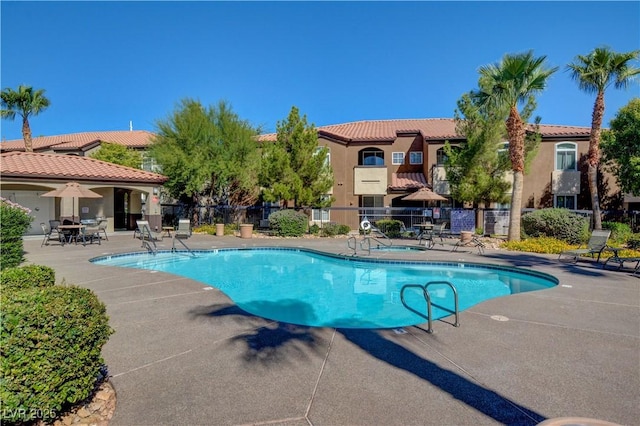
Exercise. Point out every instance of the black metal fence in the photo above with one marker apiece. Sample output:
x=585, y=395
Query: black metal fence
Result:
x=494, y=221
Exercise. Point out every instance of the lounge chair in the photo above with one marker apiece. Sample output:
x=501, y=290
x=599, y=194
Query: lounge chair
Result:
x=596, y=244
x=474, y=241
x=146, y=233
x=184, y=229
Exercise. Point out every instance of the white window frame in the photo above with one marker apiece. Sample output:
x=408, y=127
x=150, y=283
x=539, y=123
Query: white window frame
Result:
x=413, y=155
x=555, y=201
x=321, y=215
x=566, y=147
x=395, y=160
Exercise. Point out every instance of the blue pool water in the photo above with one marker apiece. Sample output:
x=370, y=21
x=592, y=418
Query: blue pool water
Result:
x=316, y=289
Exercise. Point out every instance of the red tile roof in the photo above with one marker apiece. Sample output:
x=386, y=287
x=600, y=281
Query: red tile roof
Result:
x=430, y=128
x=403, y=181
x=33, y=165
x=132, y=139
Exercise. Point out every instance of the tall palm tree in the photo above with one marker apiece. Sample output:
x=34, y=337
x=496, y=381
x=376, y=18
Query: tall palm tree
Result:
x=24, y=102
x=513, y=81
x=594, y=73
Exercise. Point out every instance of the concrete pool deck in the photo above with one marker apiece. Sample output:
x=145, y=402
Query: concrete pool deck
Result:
x=183, y=354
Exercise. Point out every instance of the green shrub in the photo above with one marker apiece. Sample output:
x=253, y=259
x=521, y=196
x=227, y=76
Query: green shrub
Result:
x=14, y=221
x=332, y=229
x=50, y=347
x=633, y=242
x=390, y=227
x=547, y=245
x=561, y=224
x=620, y=232
x=23, y=277
x=288, y=223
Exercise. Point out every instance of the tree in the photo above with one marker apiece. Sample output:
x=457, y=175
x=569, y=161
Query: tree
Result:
x=621, y=147
x=209, y=154
x=24, y=102
x=294, y=167
x=594, y=73
x=503, y=86
x=476, y=168
x=118, y=154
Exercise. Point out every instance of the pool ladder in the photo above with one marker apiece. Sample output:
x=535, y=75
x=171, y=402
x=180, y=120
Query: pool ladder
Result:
x=427, y=298
x=365, y=242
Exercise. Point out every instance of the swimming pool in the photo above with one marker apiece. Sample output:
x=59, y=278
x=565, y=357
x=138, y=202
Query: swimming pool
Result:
x=317, y=289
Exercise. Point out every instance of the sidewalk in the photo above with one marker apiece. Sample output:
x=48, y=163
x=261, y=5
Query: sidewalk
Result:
x=183, y=354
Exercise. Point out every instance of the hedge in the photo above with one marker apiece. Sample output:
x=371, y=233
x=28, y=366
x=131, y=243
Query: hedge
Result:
x=288, y=223
x=23, y=277
x=50, y=350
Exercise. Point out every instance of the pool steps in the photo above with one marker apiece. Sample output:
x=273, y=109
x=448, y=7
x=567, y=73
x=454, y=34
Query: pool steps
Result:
x=427, y=298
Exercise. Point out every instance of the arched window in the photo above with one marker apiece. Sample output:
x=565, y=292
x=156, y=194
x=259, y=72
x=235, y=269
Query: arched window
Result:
x=371, y=157
x=566, y=155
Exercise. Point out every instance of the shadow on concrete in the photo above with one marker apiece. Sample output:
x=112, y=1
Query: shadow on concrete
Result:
x=280, y=342
x=275, y=342
x=588, y=268
x=475, y=396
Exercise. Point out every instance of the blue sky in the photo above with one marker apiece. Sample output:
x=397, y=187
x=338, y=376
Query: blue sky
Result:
x=104, y=64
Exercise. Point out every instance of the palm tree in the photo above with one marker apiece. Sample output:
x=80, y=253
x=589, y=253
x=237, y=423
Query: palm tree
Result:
x=514, y=81
x=24, y=102
x=594, y=73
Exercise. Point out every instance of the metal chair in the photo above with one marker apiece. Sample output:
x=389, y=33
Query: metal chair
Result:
x=49, y=234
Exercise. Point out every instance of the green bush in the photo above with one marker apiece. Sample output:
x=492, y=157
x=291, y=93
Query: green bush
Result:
x=561, y=224
x=332, y=229
x=23, y=277
x=390, y=227
x=633, y=242
x=620, y=232
x=14, y=221
x=288, y=223
x=547, y=245
x=50, y=347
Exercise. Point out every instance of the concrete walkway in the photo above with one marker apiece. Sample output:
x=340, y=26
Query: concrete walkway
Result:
x=184, y=354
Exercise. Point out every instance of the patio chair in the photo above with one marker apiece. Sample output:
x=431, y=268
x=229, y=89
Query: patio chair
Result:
x=596, y=244
x=102, y=227
x=145, y=231
x=184, y=229
x=50, y=233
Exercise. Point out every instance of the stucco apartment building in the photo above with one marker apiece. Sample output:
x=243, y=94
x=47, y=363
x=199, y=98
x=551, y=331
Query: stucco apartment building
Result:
x=378, y=162
x=127, y=194
x=375, y=164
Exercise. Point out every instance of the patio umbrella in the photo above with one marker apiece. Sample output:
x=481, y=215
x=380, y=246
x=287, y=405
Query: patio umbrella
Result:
x=73, y=190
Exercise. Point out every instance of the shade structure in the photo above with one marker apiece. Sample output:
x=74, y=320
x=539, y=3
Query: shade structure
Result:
x=72, y=190
x=424, y=194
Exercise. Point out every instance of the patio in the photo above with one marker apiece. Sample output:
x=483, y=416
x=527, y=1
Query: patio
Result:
x=184, y=354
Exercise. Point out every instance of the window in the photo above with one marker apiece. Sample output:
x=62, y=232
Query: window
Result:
x=566, y=201
x=397, y=158
x=566, y=156
x=327, y=160
x=441, y=157
x=415, y=157
x=371, y=157
x=320, y=215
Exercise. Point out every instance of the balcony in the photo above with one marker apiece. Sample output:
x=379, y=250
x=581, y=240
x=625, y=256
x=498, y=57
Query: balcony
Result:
x=440, y=182
x=370, y=180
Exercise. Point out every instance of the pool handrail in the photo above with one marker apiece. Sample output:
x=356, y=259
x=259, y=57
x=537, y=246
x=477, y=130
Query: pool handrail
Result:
x=427, y=298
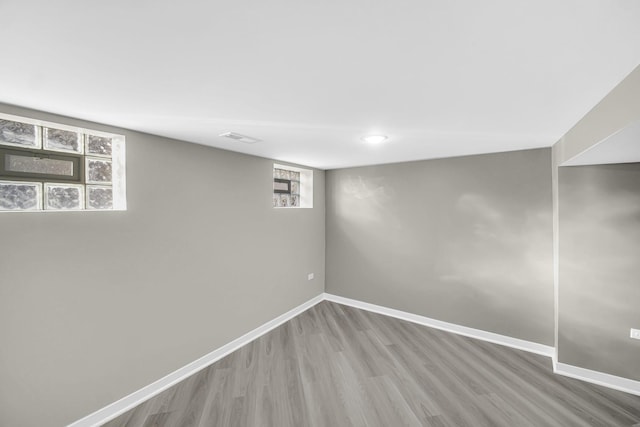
※ ※ ※
Could you copy out all of the material above, word for word and line by line, without the pictures?

Exercise. Point out every instance of the black metal fence in the photo above with one marker apiece. Sample output:
x=585, y=395
Query: black metal fence
Result:
x=494, y=221
Exercise. Point out every instance of the lounge chair in the photo above with one marker apiece. Sample output:
x=501, y=290
x=599, y=194
Query: lounge chair
Result:
x=596, y=244
x=474, y=241
x=146, y=233
x=184, y=229
Exercise. Point out every instance of the white window frame in the photo above with one marker apiece. Sample output:
x=408, y=127
x=150, y=283
x=539, y=123
Query: white window frame
Result:
x=413, y=155
x=555, y=201
x=321, y=215
x=566, y=147
x=395, y=160
Exercise. Point out every instance of the blue pool water in the photo above with one marker apiece. Sample output:
x=370, y=21
x=592, y=418
Query: blue pool water
Result:
x=316, y=289
Exercise. Point out every instance of the red tile roof in the photo above with one marker apiece. Sample output:
x=386, y=287
x=600, y=281
Query: red tile roof
Result:
x=430, y=128
x=403, y=181
x=33, y=165
x=132, y=139
Exercise. Point out every instance of the tall palm tree in the photo above with one marker apiece. Sample output:
x=34, y=337
x=496, y=381
x=376, y=18
Query: tall palm tree
Result:
x=24, y=102
x=513, y=81
x=594, y=73
Exercise. Point out every instance of the concrete pool deck in the photo above with one marker apiece. Sample output:
x=145, y=402
Query: concrete pool deck
Result:
x=183, y=354
Exercise. Point out every instance of the green shrub in the photo above with one marker apiece. Sample output:
x=253, y=259
x=521, y=196
x=227, y=76
Query: green shrub
Result:
x=14, y=221
x=332, y=229
x=50, y=347
x=633, y=242
x=390, y=227
x=547, y=245
x=561, y=224
x=620, y=232
x=23, y=277
x=288, y=223
Exercise. Point out every instance of the tree in the photo above with one marker apiece. Sample output:
x=457, y=175
x=569, y=161
Query: tree
Result:
x=621, y=147
x=209, y=154
x=24, y=102
x=294, y=167
x=594, y=73
x=503, y=86
x=476, y=168
x=118, y=154
Exercise. Point out every instance of the pool ladder in the photo above with one marker apiece. Sample output:
x=535, y=75
x=171, y=402
x=180, y=120
Query: pool ladder
Result:
x=427, y=298
x=365, y=242
Exercise. Point out every instance of the swimming pool in the photo above with one marker apiece. Sample output:
x=59, y=278
x=565, y=357
x=138, y=202
Query: swimming pool
Result:
x=317, y=289
Exercise. Point out every instance of the sidewalk in the photo above with one marker apiece. Sample output:
x=48, y=163
x=261, y=5
Query: sidewalk
Result:
x=183, y=354
Exercise. Point out every instance of the hedge in the photo above with one marker apiece. Sample output:
x=371, y=233
x=28, y=366
x=131, y=243
Query: hedge
Result:
x=288, y=223
x=23, y=277
x=50, y=350
Exercise. Point out every instance of the pool steps in the photo above with one marker apiece. Sample output:
x=273, y=109
x=448, y=7
x=567, y=73
x=454, y=34
Query: pool steps
Result:
x=427, y=298
Exercise. Point out every instance of the arched window in the photo above with one marker apiece. Sample output:
x=565, y=292
x=156, y=194
x=259, y=72
x=235, y=269
Query: arched window
Result:
x=371, y=157
x=566, y=155
Exercise. Point out every instance of the shadow on concrete in the photo above with one marker apiece. Sample output:
x=112, y=1
Query: shadow on concrete
Result:
x=280, y=342
x=275, y=342
x=588, y=268
x=475, y=396
Exercise. Point out every instance of the blue sky in the photo above with one marker apiece. Sample output:
x=397, y=187
x=338, y=376
Query: blue sky
Result:
x=104, y=64
Exercise. Point out every instance of the palm tree in the photo above with one marker apiece. Sample output:
x=80, y=253
x=589, y=253
x=237, y=423
Query: palm tree
Result:
x=514, y=81
x=24, y=102
x=594, y=73
Exercise. Point out every instance of the metal chair in the photo above with one marker apiece. Sample output:
x=389, y=33
Query: metal chair
Result:
x=49, y=234
Exercise. Point out every instance of the green bush in the photo above with one marker apiece. Sample output:
x=492, y=157
x=291, y=93
Query: green bush
Result:
x=561, y=224
x=332, y=229
x=23, y=277
x=390, y=227
x=633, y=242
x=620, y=232
x=14, y=221
x=288, y=223
x=547, y=245
x=50, y=347
Exercise. Point out every instance of the concrete walkway in the photo above with one marker apiece. Sample output:
x=340, y=26
Query: concrete walkway
Result:
x=184, y=354
Exercise. Point out every instance of the patio chair in the photo above with one marker apiece. Sample output:
x=431, y=268
x=229, y=89
Query: patio chair
Result:
x=596, y=244
x=102, y=227
x=145, y=231
x=184, y=229
x=50, y=233
Exercise. Point out every instance of the stucco apartment building in the photo above with one marker apiece. Sample output:
x=243, y=94
x=47, y=363
x=199, y=98
x=551, y=331
Query: stucco apartment building
Result:
x=378, y=162
x=127, y=194
x=375, y=164
Exercise. Point out every instance of the patio umbrella in the photo above with one marker apiece. Sample output:
x=481, y=215
x=380, y=246
x=287, y=405
Query: patio umbrella
Result:
x=73, y=190
Exercise. Point out every instance of the shade structure in the photo above with one marker apiece. Sample output:
x=74, y=320
x=539, y=3
Query: shade structure
Result:
x=72, y=190
x=424, y=194
Exercise. Point out every instance of the patio in the photo above with one marker apiece. Sample output:
x=483, y=416
x=527, y=1
Query: patio
Result:
x=184, y=354
Exercise. Point out every instance of the window in the photo above with one marker apiece. Sample output:
x=62, y=232
Query: window
Result:
x=566, y=201
x=397, y=158
x=566, y=156
x=327, y=160
x=441, y=157
x=415, y=157
x=371, y=157
x=320, y=215
Exercise. Point out every instance of the balcony in the photo above with one marker apiece. Sample output:
x=379, y=250
x=581, y=240
x=625, y=256
x=498, y=57
Query: balcony
Result:
x=440, y=182
x=370, y=180
Exercise. Point out every instance of the pool handrail in the photo above with one marker apiece. Sample output:
x=356, y=259
x=259, y=57
x=537, y=246
x=477, y=130
Query: pool handrail
Result:
x=427, y=298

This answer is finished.